#### Given exercise:
Reproduce the stretch of the passage on user profiles and goals from "Narrowing the set" through "think they want.".

#### Excerpted passage:
The key is to be very clear to everyone involved just what success looks like, and to provide the guidance that the product team needs in order to make the necessary trade-offs in design and implementation.
Step 3: Define the User Profiles, Goals and Tasks
Now that you understand what problem you want to solve, the next step begins with an in-depth understanding of the target users and customer. During this step, it is important to work very closely with your product designer.
User Profiles
By this stage, the product manager will have hopefully met with many target customers, and have spent considerable time with first-hand observations and discussions. Now we need to classify the types of users and customers, and to determine who the primary users are.
For example, if you’re building an Internet auction service such as eBay, you know that you have both buyers and sellers, and for each of those you have low-volume/occasional users and high-volume/frequent users. It is not hard to imagine that there are several other less prevalent types of users as well, such as the corporate purchasing agents that may buy items for their company.
What the product manager and designer need to do is first identify the most important constituencies, and then try to characterize them in considerable detail, so that you can use these profiles to guide you in the design of the product. These profiles are sometimes called “personas” and while they should be fictitious, they should be as representative, realistic and plausible as you can make them. The idea is to come up with an archetype which captures the essence of this type of customer.
Here’s an example:
Leon the Power Seller is a 46 year old male that lives in Fresno and runs a small motorcycle parts business. While he does maintain a small shop, almost all of his sales come from eBay, where he sells on average 400 items per month. He sells a wide range of motorcycle related items, but his most popular items are saddle bags for Harley Davidson’s. He owns two big Harley’s himself, and he also drives a 1993 Toyota Pickup. Leon is married and has two teenage sons.
Leon bought his computer just so that he could use eBay, and seldom uses anything except eBay and e-mail. Leon has been selling on eBay for three years now, and has learned what he needed to in order to effectively sell. He has a feedback rating of over 5000, which he takes great pride in. When eBay changes things on the site, especially the selling process, it can be very aggravating for him to learn the differences and change his procedures.
Leon has well-established routines where he lists items to sell on Monday, and most of his auctions end by Friday, and he tries to get the shipments out within a few hours of receiving the payments.
Hopefully this description helps you get to know Leon and understand where he is coming from. As we consider new features, we can ask ourselves what Leon’s response to the feature would likely be, and what we would need to do in order to get him successfully utilizing it.
Narrowing the set of profiles down to just the key ones is essential. Trying to please everyone is futile, and typically ends up pleasing no one, so it is important to try and come up with the few most important and prevalent profiles. Similarly, if you do not try and precisely characterize your target user, you will have this abstract notion and find it difficult to understand how your customers will react. You’ll tend to assume that your customer is more like you than he really is.
User Goals
Once we have identified and characterized our main types of users, we then need to identify what each user’s main goals or objectives are in using this product. This may sound simple, but it can often be challenging to untangle the underlying problem to be solved, when all around you people are telling you essentially the solution they think they want.
Everyone from the CEO to sales reps to engineers to customers are all too happy to “help” you come up with the solution. They’ll tell you that you need to add a button or a shortcut in a particular place, or add a specific feature because a competitor has it, or change the colors because they don’t like it.

Records from a point labeling set:

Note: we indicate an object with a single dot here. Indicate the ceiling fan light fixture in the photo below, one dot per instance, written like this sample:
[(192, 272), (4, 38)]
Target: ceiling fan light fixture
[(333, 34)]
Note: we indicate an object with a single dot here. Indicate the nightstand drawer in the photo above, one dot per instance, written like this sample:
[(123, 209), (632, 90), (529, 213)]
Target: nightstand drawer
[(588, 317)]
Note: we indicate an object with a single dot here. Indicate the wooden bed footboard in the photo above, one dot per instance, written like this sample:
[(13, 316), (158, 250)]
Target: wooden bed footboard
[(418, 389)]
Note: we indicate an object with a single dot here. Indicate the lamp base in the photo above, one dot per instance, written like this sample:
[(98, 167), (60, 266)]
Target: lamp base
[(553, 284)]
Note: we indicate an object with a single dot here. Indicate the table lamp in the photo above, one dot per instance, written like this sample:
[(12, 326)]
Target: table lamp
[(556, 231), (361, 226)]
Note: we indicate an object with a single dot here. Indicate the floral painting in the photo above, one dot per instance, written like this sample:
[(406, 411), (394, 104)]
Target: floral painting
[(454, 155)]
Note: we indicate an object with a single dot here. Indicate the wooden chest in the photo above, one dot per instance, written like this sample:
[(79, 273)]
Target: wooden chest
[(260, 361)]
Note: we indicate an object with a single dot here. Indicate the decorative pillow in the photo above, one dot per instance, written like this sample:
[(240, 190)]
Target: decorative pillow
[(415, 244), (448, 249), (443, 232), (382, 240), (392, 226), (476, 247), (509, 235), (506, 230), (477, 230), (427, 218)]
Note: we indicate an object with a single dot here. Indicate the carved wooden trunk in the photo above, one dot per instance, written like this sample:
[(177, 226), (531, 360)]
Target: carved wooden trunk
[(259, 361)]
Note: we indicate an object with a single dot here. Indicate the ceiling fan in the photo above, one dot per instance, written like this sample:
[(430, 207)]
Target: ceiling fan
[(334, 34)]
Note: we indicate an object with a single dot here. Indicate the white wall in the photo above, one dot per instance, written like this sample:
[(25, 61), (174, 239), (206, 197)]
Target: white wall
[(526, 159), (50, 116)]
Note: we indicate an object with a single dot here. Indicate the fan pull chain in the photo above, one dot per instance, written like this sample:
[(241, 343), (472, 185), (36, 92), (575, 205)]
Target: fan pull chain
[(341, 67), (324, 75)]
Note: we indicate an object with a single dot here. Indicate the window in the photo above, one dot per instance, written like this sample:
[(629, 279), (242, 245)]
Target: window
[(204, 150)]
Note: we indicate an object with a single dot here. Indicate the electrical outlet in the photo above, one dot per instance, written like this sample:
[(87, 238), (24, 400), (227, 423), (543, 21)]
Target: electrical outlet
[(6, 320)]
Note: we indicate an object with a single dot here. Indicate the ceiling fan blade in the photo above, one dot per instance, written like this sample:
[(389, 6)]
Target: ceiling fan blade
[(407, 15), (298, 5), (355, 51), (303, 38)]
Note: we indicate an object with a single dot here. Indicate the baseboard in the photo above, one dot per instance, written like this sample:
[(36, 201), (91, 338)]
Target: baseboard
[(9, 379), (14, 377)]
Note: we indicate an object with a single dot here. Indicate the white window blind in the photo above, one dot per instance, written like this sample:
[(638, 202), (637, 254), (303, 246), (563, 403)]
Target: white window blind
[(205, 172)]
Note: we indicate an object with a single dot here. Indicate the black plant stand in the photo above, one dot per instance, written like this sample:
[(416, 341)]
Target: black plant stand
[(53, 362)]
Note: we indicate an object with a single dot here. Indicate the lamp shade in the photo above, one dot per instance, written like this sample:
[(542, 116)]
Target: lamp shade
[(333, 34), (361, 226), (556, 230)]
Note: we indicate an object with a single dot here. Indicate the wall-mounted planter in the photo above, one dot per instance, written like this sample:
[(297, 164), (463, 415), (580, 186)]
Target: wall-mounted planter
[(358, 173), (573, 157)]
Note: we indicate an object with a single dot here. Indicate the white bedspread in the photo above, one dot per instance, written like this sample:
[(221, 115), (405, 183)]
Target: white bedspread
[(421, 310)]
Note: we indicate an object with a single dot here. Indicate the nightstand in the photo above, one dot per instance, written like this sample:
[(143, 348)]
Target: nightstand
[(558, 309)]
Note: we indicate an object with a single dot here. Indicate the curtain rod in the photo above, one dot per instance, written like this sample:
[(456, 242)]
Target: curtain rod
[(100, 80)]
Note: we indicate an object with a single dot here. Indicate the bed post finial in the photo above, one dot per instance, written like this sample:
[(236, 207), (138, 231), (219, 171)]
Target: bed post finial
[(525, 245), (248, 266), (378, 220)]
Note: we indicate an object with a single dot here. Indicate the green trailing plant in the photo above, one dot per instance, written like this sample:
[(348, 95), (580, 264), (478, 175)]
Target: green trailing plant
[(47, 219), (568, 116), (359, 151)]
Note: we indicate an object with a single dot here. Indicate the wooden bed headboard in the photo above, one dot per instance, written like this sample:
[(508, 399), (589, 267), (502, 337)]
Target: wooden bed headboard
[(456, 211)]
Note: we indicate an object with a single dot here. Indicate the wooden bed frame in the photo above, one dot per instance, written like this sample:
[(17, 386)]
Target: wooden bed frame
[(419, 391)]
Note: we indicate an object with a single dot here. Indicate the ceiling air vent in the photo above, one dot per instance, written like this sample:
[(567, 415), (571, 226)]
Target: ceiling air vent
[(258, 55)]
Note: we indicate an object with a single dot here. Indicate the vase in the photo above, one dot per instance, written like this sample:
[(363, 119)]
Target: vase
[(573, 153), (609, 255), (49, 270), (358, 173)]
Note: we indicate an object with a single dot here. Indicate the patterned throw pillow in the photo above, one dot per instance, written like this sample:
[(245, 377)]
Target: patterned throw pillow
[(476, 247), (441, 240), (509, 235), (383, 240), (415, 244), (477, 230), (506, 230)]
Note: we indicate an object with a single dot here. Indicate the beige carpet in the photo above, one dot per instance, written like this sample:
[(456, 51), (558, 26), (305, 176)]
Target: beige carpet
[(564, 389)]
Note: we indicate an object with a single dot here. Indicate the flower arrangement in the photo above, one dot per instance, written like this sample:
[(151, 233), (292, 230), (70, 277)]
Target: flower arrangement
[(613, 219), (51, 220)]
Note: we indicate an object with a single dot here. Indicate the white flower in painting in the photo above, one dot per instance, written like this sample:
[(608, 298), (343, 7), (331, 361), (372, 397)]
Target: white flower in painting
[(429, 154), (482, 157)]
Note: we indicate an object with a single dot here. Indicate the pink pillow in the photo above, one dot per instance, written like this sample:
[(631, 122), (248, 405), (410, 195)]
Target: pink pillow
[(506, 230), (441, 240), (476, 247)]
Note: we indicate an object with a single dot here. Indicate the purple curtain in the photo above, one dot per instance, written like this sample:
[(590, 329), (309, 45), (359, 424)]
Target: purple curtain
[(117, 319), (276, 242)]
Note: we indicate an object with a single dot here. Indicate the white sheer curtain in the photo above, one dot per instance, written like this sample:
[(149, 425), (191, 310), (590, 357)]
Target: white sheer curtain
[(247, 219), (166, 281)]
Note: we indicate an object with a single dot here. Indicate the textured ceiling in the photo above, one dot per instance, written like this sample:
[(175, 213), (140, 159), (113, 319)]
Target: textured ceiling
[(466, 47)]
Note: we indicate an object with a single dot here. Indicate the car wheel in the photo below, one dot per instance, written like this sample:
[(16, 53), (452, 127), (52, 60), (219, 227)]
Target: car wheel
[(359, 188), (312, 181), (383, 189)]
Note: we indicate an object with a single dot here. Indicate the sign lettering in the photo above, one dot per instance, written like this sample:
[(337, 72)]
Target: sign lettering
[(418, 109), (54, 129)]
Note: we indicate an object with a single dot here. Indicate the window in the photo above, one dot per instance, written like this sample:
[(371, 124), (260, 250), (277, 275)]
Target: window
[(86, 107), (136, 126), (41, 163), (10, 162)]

#### Task solution:
Narrowing the set of profiles down to just the key ones is essential. Trying to please everyone is futile, and typically ends up pleasing no one, so it is important to try and come up with the few most important and prevalent profiles. Similarly, if you do not try and precisely characterize your target user, you will have this abstract notion and find it difficult to understand how your customers will react. You’ll tend to assume that your customer is more like you than he really is.
User Goals
Once we have identified and characterized our main types of users, we then need to identify what each user’s main goals or objectives are in using this product. This may sound simple, but it can often be challenging to untangle the underlying problem to be solved, when all around you people are telling you essentially the solution they think they want.